AIM:
Print exactly, and only, the lines running from the line containing "Phrase: blue sky" through the end of the records below.

=======

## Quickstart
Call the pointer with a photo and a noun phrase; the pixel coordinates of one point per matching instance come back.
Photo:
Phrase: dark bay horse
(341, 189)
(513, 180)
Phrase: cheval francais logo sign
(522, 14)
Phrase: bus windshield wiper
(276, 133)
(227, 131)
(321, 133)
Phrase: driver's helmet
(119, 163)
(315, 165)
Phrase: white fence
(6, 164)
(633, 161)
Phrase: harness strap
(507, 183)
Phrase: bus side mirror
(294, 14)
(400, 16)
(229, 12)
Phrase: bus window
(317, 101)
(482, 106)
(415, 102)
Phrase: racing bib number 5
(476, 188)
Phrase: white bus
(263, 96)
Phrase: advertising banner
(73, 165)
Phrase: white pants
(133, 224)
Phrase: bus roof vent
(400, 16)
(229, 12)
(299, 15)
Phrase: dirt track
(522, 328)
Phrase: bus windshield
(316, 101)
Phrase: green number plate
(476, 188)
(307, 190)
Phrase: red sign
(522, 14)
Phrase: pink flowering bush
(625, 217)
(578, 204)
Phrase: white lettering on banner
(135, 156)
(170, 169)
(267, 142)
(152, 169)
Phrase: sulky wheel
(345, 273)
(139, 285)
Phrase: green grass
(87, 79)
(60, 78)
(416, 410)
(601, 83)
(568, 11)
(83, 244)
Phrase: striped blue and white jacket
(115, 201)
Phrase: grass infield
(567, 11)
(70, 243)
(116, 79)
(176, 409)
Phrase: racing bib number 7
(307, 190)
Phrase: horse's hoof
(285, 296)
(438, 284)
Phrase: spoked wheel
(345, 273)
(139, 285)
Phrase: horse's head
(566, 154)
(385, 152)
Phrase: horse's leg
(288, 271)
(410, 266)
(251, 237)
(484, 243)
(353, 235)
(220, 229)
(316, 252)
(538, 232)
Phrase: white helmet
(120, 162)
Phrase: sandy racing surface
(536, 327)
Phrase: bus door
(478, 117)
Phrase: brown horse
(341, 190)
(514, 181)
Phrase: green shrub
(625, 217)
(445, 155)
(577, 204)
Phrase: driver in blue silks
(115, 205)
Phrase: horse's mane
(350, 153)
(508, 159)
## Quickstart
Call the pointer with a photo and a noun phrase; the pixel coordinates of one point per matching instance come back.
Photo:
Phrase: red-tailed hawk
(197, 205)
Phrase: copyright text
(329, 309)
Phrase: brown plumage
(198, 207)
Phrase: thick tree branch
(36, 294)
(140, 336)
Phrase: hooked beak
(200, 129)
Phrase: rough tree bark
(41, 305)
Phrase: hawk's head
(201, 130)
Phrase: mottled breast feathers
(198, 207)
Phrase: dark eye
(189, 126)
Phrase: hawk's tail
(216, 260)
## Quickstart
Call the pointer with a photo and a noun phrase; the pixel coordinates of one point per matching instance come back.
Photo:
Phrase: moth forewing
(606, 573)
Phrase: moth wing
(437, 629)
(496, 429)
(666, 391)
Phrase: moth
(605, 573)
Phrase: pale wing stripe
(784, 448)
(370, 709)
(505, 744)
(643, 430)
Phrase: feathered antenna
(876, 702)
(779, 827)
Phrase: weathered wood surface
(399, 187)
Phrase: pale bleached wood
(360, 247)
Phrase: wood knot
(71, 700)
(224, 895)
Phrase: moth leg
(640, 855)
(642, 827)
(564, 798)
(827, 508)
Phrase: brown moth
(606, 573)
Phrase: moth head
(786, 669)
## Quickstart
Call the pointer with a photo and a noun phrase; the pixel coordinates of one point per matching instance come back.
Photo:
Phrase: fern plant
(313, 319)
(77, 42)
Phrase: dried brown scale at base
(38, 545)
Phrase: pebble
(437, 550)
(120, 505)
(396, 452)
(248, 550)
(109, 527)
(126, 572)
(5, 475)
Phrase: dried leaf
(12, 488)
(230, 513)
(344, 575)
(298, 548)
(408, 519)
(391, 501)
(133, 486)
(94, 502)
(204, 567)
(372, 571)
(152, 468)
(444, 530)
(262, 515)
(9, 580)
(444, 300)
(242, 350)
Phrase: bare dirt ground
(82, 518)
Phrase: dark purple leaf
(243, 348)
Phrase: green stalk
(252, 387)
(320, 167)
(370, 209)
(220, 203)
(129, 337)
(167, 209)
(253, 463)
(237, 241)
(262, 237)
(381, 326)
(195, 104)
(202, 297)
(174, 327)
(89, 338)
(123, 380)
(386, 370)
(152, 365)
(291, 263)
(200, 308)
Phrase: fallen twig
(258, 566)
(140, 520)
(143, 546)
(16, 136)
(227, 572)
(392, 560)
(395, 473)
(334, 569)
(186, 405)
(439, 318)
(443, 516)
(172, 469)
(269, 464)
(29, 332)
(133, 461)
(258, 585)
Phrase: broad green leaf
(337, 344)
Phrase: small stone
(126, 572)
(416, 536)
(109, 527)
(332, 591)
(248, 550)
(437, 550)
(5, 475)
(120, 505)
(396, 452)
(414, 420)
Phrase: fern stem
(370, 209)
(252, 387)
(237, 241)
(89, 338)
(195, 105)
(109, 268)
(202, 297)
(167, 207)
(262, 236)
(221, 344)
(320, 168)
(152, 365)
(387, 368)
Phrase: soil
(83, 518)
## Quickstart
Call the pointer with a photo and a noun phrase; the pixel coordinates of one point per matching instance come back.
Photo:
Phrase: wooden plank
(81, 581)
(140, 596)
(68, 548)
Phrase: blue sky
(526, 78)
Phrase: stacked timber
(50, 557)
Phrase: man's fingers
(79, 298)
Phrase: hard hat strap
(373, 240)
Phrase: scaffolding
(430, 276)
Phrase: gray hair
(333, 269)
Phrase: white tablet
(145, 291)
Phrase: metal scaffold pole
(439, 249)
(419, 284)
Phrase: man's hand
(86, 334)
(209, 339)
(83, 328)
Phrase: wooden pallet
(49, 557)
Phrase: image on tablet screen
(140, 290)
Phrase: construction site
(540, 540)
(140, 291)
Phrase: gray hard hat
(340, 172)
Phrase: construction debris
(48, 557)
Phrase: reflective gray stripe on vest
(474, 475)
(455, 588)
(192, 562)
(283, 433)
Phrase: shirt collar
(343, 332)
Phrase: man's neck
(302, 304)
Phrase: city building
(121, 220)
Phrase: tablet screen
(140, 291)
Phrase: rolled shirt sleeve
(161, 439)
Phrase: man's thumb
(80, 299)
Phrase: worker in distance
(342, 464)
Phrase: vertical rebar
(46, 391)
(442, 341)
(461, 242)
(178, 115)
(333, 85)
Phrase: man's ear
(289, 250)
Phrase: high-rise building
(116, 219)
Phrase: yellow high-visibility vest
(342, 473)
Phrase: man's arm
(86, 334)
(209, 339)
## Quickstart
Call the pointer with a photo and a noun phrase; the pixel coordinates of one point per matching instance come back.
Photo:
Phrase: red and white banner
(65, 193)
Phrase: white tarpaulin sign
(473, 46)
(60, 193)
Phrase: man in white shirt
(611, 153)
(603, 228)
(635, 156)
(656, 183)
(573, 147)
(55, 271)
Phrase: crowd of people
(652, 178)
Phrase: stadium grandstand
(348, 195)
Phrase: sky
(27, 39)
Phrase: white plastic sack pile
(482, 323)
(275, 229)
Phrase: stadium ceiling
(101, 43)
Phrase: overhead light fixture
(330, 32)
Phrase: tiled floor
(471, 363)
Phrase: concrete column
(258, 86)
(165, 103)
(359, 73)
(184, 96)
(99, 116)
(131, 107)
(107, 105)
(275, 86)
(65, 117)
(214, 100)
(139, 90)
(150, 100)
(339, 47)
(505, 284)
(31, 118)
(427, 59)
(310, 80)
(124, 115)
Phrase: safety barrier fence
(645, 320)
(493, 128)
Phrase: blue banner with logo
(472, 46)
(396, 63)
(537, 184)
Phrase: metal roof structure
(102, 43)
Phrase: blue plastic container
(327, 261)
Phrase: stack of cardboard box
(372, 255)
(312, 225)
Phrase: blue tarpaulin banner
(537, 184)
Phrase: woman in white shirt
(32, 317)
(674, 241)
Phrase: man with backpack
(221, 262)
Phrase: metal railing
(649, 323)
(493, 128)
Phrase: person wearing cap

=======

ANSWER IN FULL:
Phrase: blue sky
(526, 78)
Phrase: stacked timber
(50, 557)
Phrase: man's fingers
(79, 298)
Phrase: hard hat strap
(373, 240)
Phrase: scaffolding
(430, 276)
Phrase: gray hair
(333, 269)
Phrase: white tablet
(145, 291)
Phrase: metal scaffold pole
(439, 249)
(419, 284)
Phrase: man's hand
(86, 334)
(209, 339)
(83, 328)
Phrase: wooden pallet
(49, 557)
Phrase: image on tablet screen
(140, 290)
Phrase: construction site
(540, 540)
(140, 291)
Phrase: gray hard hat
(340, 172)
Phrase: construction debris
(48, 557)
Phrase: reflective gray stripe on vest
(474, 475)
(455, 588)
(192, 562)
(283, 433)
Phrase: shirt collar
(343, 332)
Phrase: man's neck
(302, 304)
Phrase: city building
(121, 220)
Phrase: tablet screen
(140, 291)
Phrase: rolled shirt sleeve
(161, 439)
Phrase: man's thumb
(80, 299)
Phrase: worker in distance
(342, 464)
Phrase: vertical rebar
(46, 391)
(442, 341)
(461, 242)
(178, 115)
(333, 85)
Phrase: man's ear
(289, 250)
Phrase: high-rise building
(116, 219)
Phrase: yellow high-visibility vest
(342, 473)
Phrase: man's arm
(86, 334)
(209, 339)
## Quickstart
Call the pointer with a photo and a noun phrase; the pixel coordinates of one point per matching instance come back.
Photo:
Phrase: red and white banner
(65, 193)
Phrase: white tarpaulin sign
(473, 46)
(60, 193)
Phrase: man in white shirt
(611, 153)
(603, 228)
(635, 156)
(656, 183)
(573, 147)
(55, 271)
Phrase: crowd of people
(652, 178)
Phrase: stadium grandstand
(348, 195)
Phrase: sky
(27, 39)
Phrase: white plastic sack pile
(482, 323)
(275, 229)
Phrase: stadium ceiling
(101, 43)
Phrase: overhead light fixture
(330, 32)
Phrase: tiled floor
(471, 363)
Phrase: concrete column
(258, 86)
(165, 103)
(359, 73)
(184, 96)
(99, 116)
(131, 107)
(107, 105)
(275, 86)
(65, 117)
(214, 100)
(139, 90)
(150, 100)
(339, 47)
(505, 284)
(31, 118)
(427, 59)
(310, 80)
(124, 115)
Phrase: safety barrier fence
(645, 320)
(493, 128)
Phrase: blue banner with logo
(472, 46)
(396, 63)
(537, 184)
Phrase: metal roof structure
(102, 43)
Phrase: blue plastic container
(327, 261)
Phrase: stack of cardboard box
(372, 255)
(312, 225)
Phrase: blue tarpaulin banner
(537, 184)
Phrase: woman in white shirt
(32, 317)
(674, 241)
Phrase: man with backpack
(221, 262)
Phrase: metal railing
(649, 323)
(493, 128)
Phrase: person wearing cap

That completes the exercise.